Coordinate annotation items
▬▬▬

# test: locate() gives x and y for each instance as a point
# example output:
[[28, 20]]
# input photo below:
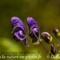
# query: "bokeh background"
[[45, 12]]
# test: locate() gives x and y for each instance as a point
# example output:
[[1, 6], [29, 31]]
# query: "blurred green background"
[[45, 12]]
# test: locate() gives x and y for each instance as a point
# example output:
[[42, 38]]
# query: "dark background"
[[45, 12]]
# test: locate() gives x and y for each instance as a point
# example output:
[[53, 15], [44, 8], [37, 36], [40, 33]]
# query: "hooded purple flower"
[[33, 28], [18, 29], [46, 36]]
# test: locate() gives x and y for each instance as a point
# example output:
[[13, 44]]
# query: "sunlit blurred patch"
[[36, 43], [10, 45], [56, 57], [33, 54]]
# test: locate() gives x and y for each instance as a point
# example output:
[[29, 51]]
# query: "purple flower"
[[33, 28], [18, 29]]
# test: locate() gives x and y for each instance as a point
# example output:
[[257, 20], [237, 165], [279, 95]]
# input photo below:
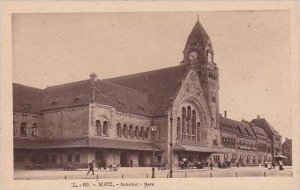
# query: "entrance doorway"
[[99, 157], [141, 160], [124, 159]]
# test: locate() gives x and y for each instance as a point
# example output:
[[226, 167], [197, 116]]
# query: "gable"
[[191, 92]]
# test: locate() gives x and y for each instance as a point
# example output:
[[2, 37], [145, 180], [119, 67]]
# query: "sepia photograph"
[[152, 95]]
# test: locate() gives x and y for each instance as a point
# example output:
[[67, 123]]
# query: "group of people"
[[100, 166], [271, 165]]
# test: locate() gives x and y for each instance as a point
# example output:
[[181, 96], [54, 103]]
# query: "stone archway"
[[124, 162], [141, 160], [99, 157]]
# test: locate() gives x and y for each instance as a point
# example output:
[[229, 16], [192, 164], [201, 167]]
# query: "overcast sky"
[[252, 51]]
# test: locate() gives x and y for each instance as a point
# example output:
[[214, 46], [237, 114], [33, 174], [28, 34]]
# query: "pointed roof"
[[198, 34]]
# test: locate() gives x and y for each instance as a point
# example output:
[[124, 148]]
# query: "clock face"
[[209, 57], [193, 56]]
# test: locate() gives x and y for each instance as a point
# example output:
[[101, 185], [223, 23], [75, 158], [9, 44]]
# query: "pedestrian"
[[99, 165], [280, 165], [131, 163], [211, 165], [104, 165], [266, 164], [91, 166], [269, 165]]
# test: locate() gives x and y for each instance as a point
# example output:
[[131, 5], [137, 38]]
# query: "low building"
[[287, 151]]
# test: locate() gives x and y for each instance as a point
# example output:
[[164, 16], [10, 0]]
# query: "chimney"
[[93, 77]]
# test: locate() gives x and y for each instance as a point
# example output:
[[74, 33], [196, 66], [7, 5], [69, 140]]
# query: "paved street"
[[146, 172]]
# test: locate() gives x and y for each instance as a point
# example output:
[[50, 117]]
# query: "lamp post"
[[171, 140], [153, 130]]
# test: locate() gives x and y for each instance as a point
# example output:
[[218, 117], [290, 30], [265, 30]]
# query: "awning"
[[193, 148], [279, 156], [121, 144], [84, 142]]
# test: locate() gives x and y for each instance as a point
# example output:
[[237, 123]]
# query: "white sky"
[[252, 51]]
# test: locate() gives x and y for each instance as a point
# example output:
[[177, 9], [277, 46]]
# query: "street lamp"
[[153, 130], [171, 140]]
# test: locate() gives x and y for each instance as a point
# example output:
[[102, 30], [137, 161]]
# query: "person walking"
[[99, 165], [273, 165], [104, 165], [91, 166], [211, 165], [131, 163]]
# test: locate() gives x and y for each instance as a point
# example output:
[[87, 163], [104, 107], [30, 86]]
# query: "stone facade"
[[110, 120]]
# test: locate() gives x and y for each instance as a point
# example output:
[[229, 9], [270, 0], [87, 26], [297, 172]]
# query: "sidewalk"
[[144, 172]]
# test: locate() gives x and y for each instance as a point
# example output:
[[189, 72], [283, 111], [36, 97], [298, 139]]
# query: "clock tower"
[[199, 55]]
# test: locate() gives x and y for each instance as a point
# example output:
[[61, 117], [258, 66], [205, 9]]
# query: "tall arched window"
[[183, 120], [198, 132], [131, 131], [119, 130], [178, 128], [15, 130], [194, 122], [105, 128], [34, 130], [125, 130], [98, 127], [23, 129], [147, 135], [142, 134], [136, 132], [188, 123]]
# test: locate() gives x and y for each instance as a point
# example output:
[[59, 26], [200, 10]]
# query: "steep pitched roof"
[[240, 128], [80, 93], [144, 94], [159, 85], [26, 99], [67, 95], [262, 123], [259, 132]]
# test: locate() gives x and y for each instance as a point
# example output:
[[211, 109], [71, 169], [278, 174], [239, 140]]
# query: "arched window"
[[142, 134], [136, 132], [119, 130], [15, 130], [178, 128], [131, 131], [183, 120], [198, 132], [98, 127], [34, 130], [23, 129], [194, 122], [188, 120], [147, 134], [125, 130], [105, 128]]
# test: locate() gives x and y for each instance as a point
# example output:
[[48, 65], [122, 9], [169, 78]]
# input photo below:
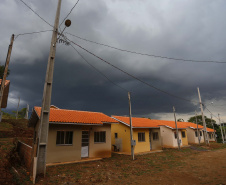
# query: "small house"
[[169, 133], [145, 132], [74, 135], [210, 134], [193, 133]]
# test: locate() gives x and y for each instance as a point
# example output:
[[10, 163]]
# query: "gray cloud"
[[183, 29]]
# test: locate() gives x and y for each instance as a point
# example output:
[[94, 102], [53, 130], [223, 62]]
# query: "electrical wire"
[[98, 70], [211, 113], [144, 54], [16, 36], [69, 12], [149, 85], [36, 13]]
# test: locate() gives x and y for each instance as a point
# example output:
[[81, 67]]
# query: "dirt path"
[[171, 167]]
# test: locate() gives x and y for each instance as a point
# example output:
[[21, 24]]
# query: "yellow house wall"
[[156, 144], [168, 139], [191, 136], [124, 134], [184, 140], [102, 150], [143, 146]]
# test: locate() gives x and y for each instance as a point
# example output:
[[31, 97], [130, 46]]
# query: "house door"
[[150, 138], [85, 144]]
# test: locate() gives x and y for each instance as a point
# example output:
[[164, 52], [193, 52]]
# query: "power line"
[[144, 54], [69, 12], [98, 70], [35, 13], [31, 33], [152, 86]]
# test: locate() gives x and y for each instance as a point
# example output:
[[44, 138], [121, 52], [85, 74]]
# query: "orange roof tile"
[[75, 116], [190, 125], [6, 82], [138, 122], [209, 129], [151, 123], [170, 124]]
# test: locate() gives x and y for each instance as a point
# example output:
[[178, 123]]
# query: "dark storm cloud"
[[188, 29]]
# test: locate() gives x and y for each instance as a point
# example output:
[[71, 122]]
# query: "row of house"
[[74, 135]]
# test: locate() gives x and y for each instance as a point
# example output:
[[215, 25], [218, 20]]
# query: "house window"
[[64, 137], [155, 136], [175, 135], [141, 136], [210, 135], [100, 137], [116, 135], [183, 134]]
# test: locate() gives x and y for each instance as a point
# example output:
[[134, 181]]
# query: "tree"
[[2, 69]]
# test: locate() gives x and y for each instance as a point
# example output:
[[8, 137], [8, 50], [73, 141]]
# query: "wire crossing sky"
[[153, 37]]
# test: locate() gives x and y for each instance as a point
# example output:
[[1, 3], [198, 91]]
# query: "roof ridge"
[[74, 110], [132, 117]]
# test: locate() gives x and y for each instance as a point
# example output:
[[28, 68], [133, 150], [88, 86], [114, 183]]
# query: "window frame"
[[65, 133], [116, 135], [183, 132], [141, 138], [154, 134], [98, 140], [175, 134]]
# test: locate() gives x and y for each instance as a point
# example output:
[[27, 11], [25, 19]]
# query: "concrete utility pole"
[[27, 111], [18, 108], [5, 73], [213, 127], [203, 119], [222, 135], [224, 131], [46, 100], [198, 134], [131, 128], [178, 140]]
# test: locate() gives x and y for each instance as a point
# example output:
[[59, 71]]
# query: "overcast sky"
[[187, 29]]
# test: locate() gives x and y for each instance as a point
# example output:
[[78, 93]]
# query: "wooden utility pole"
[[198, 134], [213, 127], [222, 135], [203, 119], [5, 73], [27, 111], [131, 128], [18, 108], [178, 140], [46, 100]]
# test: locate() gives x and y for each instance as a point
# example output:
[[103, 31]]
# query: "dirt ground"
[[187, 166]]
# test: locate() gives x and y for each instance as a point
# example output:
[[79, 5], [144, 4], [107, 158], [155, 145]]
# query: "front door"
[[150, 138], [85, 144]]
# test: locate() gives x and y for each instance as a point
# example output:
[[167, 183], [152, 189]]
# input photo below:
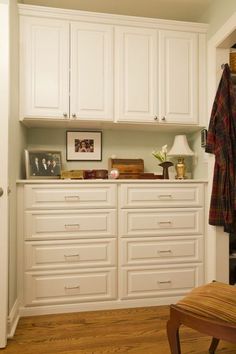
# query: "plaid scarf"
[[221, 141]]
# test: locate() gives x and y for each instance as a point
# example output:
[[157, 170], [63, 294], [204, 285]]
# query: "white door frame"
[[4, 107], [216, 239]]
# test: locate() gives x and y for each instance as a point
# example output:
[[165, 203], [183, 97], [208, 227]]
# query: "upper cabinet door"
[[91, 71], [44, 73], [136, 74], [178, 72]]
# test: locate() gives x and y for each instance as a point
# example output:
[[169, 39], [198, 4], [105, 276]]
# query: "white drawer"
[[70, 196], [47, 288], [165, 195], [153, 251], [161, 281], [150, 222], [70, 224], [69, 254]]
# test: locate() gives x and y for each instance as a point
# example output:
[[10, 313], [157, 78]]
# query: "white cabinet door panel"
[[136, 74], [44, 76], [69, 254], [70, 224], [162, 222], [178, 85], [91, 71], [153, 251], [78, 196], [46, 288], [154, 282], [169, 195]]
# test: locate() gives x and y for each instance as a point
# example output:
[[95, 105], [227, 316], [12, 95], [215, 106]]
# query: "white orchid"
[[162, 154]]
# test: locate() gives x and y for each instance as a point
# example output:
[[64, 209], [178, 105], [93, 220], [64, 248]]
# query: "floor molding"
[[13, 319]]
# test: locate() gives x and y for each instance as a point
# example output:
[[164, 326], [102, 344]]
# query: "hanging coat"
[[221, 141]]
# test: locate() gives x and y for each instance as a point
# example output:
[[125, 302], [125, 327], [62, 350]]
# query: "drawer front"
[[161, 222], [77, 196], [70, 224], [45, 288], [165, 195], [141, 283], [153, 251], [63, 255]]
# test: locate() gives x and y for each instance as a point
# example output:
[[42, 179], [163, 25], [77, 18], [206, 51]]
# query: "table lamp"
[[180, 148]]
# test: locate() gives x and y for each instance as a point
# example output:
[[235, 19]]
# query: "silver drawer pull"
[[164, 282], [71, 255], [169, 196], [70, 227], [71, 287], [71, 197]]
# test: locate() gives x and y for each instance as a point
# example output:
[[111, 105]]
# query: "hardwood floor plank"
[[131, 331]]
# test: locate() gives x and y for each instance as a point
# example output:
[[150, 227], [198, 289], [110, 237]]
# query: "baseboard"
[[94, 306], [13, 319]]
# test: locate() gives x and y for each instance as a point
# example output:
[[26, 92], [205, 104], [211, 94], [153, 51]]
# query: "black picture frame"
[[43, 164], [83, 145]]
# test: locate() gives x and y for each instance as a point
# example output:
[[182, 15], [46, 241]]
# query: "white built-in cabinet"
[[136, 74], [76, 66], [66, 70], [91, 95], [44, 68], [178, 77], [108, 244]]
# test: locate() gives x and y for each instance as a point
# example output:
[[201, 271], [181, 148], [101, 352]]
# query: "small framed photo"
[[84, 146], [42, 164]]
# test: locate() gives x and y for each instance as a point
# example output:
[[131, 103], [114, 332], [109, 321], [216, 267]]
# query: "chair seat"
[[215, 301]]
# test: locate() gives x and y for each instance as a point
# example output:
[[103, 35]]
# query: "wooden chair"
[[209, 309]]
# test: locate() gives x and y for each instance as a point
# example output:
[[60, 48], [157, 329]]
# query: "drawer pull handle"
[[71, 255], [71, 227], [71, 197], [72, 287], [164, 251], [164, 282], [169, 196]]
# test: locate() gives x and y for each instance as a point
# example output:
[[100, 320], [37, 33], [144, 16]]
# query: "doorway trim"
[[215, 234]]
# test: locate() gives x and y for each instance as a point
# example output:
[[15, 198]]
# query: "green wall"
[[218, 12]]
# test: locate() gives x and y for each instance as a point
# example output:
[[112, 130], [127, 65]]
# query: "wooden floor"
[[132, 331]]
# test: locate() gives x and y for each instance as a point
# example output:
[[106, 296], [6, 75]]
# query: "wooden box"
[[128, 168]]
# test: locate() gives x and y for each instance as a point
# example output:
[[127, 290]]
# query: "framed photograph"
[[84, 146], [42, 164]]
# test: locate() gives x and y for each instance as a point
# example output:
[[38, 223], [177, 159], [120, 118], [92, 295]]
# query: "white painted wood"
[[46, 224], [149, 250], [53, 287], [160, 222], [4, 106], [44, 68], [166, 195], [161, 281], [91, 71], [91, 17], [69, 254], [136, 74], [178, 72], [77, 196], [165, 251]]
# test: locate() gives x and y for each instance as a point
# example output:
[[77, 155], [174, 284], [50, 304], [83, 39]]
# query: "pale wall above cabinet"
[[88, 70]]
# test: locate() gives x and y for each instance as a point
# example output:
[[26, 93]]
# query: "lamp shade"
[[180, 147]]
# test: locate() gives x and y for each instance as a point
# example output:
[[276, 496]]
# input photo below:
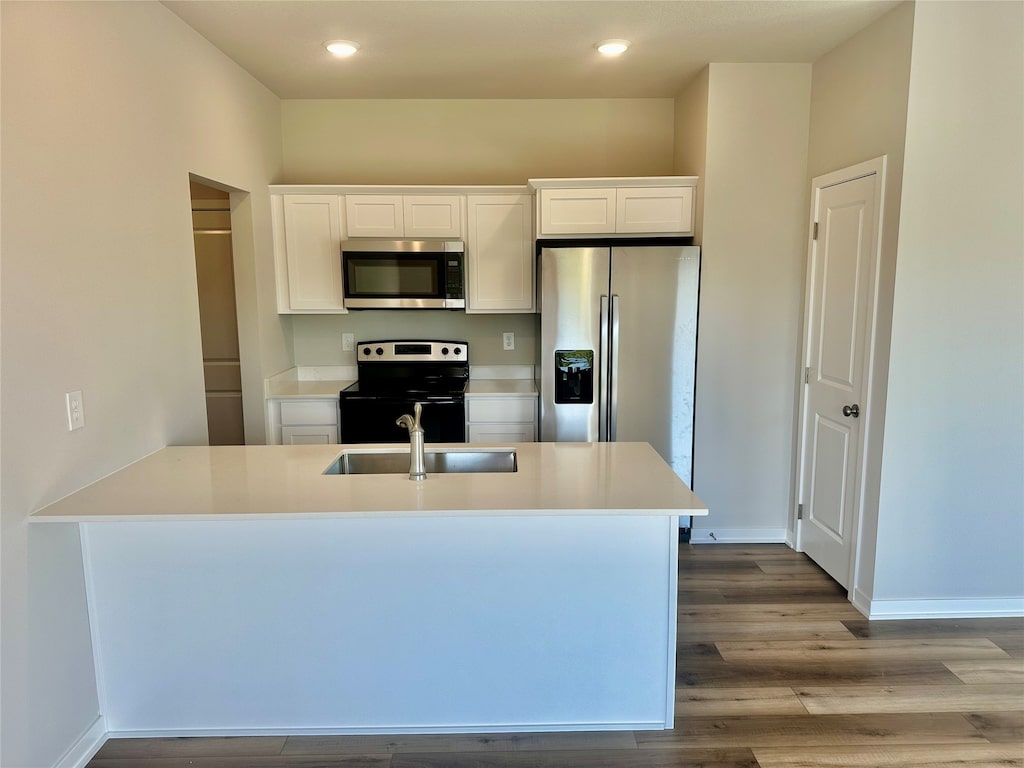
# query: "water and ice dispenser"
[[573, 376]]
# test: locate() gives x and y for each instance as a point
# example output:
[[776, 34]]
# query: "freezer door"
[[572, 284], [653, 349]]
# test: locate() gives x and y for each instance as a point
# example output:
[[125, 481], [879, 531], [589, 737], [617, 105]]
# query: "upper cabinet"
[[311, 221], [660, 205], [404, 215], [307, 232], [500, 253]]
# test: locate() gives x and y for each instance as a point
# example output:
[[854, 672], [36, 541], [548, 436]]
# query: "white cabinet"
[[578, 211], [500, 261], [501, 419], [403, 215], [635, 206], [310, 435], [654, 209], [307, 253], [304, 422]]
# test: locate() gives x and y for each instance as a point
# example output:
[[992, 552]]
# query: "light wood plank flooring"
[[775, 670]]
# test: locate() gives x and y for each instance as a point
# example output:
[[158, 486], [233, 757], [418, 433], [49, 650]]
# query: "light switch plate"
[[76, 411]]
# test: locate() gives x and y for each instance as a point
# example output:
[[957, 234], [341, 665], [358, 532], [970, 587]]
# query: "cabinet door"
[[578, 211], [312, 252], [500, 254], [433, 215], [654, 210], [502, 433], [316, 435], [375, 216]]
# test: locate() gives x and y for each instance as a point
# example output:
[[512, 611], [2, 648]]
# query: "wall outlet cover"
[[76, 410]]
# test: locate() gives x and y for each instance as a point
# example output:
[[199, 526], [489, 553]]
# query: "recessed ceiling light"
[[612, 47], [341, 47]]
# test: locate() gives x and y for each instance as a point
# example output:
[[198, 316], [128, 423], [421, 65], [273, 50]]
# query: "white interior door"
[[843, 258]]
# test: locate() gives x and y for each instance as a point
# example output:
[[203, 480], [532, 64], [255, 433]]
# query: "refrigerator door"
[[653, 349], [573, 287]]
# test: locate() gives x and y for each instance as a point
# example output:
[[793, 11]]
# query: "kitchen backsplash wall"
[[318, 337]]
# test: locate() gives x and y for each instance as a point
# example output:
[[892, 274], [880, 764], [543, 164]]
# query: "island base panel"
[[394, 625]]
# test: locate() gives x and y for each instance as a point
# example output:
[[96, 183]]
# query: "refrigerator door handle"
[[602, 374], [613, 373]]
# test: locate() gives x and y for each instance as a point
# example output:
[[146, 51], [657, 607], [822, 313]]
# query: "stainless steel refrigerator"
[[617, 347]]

▬▬▬

### Stated task
Return each line of the items above that contains the string "roof", matching case exactly.

### Final answer
# query: "pointed roof"
# query: "steep pitched roof"
# query: "orange roof tile"
# query: "roof ridge"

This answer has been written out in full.